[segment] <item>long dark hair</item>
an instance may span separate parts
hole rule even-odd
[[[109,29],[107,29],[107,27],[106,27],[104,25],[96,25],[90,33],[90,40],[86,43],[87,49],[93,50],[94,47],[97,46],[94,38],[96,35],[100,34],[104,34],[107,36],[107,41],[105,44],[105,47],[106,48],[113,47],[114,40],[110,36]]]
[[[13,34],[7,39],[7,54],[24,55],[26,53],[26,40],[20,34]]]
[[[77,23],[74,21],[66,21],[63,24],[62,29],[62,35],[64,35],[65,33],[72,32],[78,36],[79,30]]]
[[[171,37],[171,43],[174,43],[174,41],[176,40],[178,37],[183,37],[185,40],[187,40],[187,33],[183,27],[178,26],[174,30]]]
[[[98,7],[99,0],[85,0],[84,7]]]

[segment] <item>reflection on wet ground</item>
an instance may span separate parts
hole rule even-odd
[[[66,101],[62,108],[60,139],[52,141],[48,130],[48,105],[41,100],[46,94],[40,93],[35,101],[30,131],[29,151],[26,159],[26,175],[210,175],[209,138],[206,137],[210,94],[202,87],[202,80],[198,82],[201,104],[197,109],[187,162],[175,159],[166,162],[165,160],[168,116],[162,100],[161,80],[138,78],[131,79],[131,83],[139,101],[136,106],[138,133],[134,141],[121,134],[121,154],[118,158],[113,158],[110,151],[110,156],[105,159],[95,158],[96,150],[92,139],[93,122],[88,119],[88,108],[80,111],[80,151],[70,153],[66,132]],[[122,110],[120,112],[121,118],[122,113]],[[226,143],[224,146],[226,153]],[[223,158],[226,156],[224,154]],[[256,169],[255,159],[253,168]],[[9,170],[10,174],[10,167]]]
::::::
Problem statement: Can you quote, word for word, every line of the entries from the very first one through the line containing "[[[98,7],[99,0],[85,0],[84,7]]]", with both of those lines included?

Solved problem:
[segment] <item>long dark hair</item>
an instance may span separate parts
hole rule even-odd
[[[109,29],[107,29],[107,27],[106,27],[104,25],[96,25],[90,33],[90,40],[86,43],[87,49],[93,50],[94,47],[97,46],[94,38],[96,35],[100,34],[104,34],[107,36],[107,41],[105,44],[105,47],[106,48],[113,47],[114,40],[110,36]]]
[[[13,34],[7,39],[7,54],[24,55],[26,53],[26,40],[20,34]]]
[[[77,23],[74,21],[66,21],[63,24],[62,29],[62,35],[64,35],[65,33],[72,32],[78,36],[79,30]]]
[[[171,37],[171,43],[174,43],[174,41],[176,40],[178,37],[183,37],[185,40],[187,40],[187,33],[183,27],[178,26],[174,30]]]
[[[98,7],[99,0],[85,0],[84,7]]]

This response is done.